Records to process Start Marker

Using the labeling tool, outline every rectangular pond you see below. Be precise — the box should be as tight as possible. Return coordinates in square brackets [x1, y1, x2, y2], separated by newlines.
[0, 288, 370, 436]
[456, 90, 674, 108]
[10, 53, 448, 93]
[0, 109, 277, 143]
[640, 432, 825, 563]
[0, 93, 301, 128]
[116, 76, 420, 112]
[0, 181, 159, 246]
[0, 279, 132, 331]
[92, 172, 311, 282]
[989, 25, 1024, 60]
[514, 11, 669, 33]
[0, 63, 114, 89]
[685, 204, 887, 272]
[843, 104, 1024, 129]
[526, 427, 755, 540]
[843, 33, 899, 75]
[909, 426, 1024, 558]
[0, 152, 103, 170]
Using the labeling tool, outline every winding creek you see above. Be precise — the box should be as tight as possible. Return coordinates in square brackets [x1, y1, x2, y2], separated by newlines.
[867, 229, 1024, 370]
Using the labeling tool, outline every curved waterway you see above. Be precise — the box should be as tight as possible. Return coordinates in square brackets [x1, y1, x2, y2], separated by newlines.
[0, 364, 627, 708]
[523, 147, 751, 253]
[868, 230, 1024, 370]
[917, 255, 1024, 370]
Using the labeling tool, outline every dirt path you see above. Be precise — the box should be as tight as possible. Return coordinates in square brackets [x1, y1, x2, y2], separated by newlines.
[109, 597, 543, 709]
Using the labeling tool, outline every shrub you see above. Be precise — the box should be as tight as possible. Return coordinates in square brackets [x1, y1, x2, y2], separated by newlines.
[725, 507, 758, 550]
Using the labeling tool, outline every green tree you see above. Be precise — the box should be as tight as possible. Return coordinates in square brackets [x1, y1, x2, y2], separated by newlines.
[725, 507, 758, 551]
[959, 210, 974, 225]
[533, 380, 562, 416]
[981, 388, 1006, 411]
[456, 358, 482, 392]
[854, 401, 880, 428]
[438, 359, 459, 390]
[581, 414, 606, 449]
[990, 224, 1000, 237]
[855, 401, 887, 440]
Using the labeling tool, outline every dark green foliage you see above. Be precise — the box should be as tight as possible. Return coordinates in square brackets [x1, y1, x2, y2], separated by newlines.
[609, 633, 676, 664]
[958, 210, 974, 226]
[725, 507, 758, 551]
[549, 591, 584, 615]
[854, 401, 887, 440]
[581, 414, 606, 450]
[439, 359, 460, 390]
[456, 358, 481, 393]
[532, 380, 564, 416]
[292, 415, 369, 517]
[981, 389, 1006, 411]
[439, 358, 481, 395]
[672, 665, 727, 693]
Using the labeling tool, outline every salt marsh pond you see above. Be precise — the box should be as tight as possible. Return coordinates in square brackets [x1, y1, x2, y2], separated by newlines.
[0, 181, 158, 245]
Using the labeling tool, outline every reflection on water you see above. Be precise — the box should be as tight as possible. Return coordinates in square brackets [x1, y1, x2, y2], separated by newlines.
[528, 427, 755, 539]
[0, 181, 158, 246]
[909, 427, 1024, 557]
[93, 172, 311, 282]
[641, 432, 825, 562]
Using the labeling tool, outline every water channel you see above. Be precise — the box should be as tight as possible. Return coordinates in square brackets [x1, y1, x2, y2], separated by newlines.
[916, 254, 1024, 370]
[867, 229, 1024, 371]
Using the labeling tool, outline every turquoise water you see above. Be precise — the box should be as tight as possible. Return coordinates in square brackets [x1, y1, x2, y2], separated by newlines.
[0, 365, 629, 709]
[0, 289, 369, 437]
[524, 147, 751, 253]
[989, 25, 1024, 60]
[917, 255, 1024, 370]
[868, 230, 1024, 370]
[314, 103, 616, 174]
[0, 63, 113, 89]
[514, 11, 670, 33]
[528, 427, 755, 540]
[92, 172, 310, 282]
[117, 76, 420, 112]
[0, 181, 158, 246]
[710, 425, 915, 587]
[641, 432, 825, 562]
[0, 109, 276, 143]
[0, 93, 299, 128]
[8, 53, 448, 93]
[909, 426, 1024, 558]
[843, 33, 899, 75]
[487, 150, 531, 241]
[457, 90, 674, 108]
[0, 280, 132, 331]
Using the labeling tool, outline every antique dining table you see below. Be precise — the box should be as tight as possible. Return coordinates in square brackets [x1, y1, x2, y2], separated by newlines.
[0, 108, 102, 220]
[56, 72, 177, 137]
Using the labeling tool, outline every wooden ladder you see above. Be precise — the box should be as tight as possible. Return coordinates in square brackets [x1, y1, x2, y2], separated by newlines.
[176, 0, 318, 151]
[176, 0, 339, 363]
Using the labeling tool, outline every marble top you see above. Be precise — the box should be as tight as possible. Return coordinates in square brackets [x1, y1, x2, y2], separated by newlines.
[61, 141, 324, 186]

Records to process End Marker

Write out all the records above one more time, exactly.

◆ Response to the exercise ◆
Using the labeling tool, outline every rectangular pond you see below. Be precise — the box should be as tight as possible. Return coordinates in square brackets [x1, y1, x2, y2], separated by newlines.
[0, 288, 370, 436]
[456, 90, 674, 108]
[10, 53, 448, 93]
[0, 109, 277, 143]
[640, 432, 825, 563]
[0, 93, 301, 128]
[116, 76, 420, 112]
[0, 181, 159, 246]
[0, 279, 132, 331]
[92, 172, 311, 282]
[989, 25, 1024, 60]
[514, 11, 669, 33]
[0, 63, 114, 89]
[685, 204, 887, 272]
[843, 104, 1024, 129]
[526, 427, 755, 540]
[843, 33, 899, 75]
[909, 426, 1024, 558]
[0, 152, 103, 170]
Using the labeling tool, outline every winding creek you see above. Be precise — the box should be as tight as possible. Return coordinates in square brackets [x1, y1, x2, y2], separated by newlines.
[867, 229, 1024, 370]
Using the labeling tool, outline every curved waterway you see above. Be precise — the box should be as tight as possible. Return coordinates in square brackets [x1, y1, x2, y2], separated by newlines.
[0, 364, 627, 708]
[523, 147, 751, 253]
[868, 230, 1024, 370]
[917, 255, 1024, 370]
Using the labeling tool, outline every dirt path you see above. Be precise — the box should be as tight as possible. Return coordinates in square brackets [x1, y1, x2, y2], separated by newlines.
[109, 597, 543, 709]
Using the labeling tool, outline every shrub you see above. Be precise — the box should be as tight as possible. Return coordinates in square brackets [x1, y1, x2, y2], separated by newlines.
[725, 507, 758, 550]
Using the labeling tool, outline every green tree you see above. Be precise — the box should be as tight as possible. Return coordinates in square brackets [x1, y1, x2, y2], separated by newlines.
[725, 507, 758, 551]
[959, 210, 974, 225]
[533, 380, 562, 416]
[981, 388, 1006, 411]
[456, 358, 482, 392]
[854, 401, 880, 428]
[438, 359, 459, 390]
[581, 414, 606, 449]
[990, 224, 1000, 237]
[855, 401, 887, 440]
Using the labeling tool, outline every dark green foliage you see above. Be precise — the box should be as tight as possible. Return coordinates in square brackets [x1, y1, x2, y2], separated by newlines.
[609, 633, 676, 664]
[958, 210, 974, 226]
[725, 507, 758, 551]
[549, 591, 584, 615]
[854, 401, 887, 440]
[581, 414, 606, 450]
[439, 359, 460, 390]
[456, 358, 481, 393]
[532, 380, 564, 416]
[292, 415, 369, 517]
[981, 389, 1006, 411]
[439, 358, 481, 395]
[672, 665, 727, 693]
Using the labeling tool, outline every salt marsh pond you see above. Be precise — the box should be as tight as possible. Return coordinates in square brackets [x1, y1, x2, y2], separated by newlines.
[0, 181, 158, 245]
Using the labeling tool, outline every reflection on water you see above. Be precise — the box should be as tight as possible. Return coordinates in square brackets [x1, y1, x2, y2], separated by newlines.
[528, 427, 755, 539]
[0, 181, 158, 246]
[909, 427, 1024, 557]
[93, 172, 311, 282]
[641, 432, 825, 562]
Using the labeling tool, outline every water channel you see above. Be precise — the box should be as tight as possible. Return coordinates in square brackets [x1, y1, x2, y2], separated by newlines.
[916, 254, 1024, 370]
[867, 229, 1024, 371]
Using the labeling tool, outline every turquoise water you see above. Be precise — the box should be as tight as possible. Return coordinates in square brackets [x1, y1, x2, y2], separated by newlines.
[0, 365, 629, 709]
[0, 289, 369, 437]
[524, 147, 751, 253]
[989, 25, 1024, 60]
[917, 255, 1024, 370]
[868, 230, 1024, 370]
[314, 103, 616, 174]
[0, 63, 113, 89]
[514, 11, 670, 33]
[528, 427, 755, 540]
[92, 172, 310, 282]
[117, 76, 420, 112]
[0, 181, 158, 246]
[710, 425, 915, 587]
[641, 432, 825, 562]
[0, 109, 276, 143]
[0, 93, 299, 128]
[8, 53, 448, 93]
[909, 426, 1024, 558]
[843, 33, 899, 75]
[487, 150, 531, 241]
[457, 90, 674, 108]
[0, 280, 132, 331]
Using the labeling tool, outline every antique dining table you see below. Be precise — the box should be as tight as possible. Return coordinates in square brackets [x1, y1, x2, y2], separated by newlines.
[0, 108, 102, 220]
[56, 72, 177, 137]
Using the labeling tool, outline every wooden ladder you see above. Be precise — the box should be as tight as possible. Return coordinates in square brackets [x1, y1, x2, y2], separated by newlines.
[176, 0, 318, 151]
[176, 0, 339, 363]
Using the labeling tool, outline every marble top you see above. Be precise — the box should be as tight as possible. Return coordinates in square brackets [x1, y1, x2, y2], separated by newlines.
[61, 141, 324, 186]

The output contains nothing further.